▶ _About this exercise_: From the records that follow, copy every line that contains the word "below".

[Working data]

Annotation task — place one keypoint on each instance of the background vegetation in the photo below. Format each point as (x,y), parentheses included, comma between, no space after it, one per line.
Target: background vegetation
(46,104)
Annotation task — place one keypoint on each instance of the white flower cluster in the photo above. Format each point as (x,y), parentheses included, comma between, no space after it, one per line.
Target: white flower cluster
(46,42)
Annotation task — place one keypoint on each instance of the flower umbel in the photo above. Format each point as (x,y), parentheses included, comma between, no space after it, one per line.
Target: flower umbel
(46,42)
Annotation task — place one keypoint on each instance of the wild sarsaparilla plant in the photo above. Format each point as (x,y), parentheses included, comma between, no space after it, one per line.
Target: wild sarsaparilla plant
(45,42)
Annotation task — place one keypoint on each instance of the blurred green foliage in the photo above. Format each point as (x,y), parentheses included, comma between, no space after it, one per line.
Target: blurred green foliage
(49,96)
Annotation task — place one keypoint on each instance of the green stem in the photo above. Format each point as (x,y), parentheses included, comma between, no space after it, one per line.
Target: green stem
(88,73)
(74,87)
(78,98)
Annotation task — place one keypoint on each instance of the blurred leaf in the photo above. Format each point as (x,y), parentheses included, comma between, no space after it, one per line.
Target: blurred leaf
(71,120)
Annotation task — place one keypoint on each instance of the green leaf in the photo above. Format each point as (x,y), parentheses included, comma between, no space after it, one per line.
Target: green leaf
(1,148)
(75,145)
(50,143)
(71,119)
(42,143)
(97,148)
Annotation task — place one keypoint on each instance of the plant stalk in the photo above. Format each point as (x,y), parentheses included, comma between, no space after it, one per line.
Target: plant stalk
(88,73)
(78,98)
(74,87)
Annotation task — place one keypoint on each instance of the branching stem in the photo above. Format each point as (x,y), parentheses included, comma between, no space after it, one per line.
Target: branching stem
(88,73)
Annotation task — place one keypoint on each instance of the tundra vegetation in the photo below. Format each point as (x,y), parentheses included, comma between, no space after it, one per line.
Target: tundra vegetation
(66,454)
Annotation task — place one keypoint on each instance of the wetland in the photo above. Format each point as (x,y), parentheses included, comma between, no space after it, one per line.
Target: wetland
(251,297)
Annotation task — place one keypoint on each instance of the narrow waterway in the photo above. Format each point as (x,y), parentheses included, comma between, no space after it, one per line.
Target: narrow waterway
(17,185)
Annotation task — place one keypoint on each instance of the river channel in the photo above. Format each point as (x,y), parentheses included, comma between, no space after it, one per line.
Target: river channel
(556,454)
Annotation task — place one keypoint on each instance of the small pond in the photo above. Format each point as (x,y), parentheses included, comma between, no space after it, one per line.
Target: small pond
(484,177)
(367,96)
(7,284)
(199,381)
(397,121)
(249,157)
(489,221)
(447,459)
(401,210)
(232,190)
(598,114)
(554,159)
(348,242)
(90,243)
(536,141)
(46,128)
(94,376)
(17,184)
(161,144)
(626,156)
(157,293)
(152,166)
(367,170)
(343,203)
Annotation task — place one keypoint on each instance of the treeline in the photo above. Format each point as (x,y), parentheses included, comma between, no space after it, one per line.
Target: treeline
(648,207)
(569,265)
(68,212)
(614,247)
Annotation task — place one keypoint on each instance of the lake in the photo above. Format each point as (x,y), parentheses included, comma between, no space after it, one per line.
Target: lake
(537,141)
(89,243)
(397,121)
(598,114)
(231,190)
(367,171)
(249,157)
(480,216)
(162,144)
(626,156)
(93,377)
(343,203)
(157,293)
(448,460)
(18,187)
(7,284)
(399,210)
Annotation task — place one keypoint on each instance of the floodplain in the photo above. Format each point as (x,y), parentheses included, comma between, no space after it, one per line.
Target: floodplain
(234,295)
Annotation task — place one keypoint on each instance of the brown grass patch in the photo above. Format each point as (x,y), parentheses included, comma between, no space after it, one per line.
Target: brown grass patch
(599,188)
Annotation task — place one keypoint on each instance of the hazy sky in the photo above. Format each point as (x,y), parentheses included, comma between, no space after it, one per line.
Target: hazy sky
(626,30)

[/Working data]

▶ _Answer area_:
Annotation task — place one keypoint on each instance of the background vegetation in the photo below. Format each point as (x,y), parentheses included, comma between, no space after it, one per line.
Annotation task — place one keypoint on each instance of the tundra vegetation in the photo below. Format each point as (x,y), parentheses included, comma between, no space after it, one per line.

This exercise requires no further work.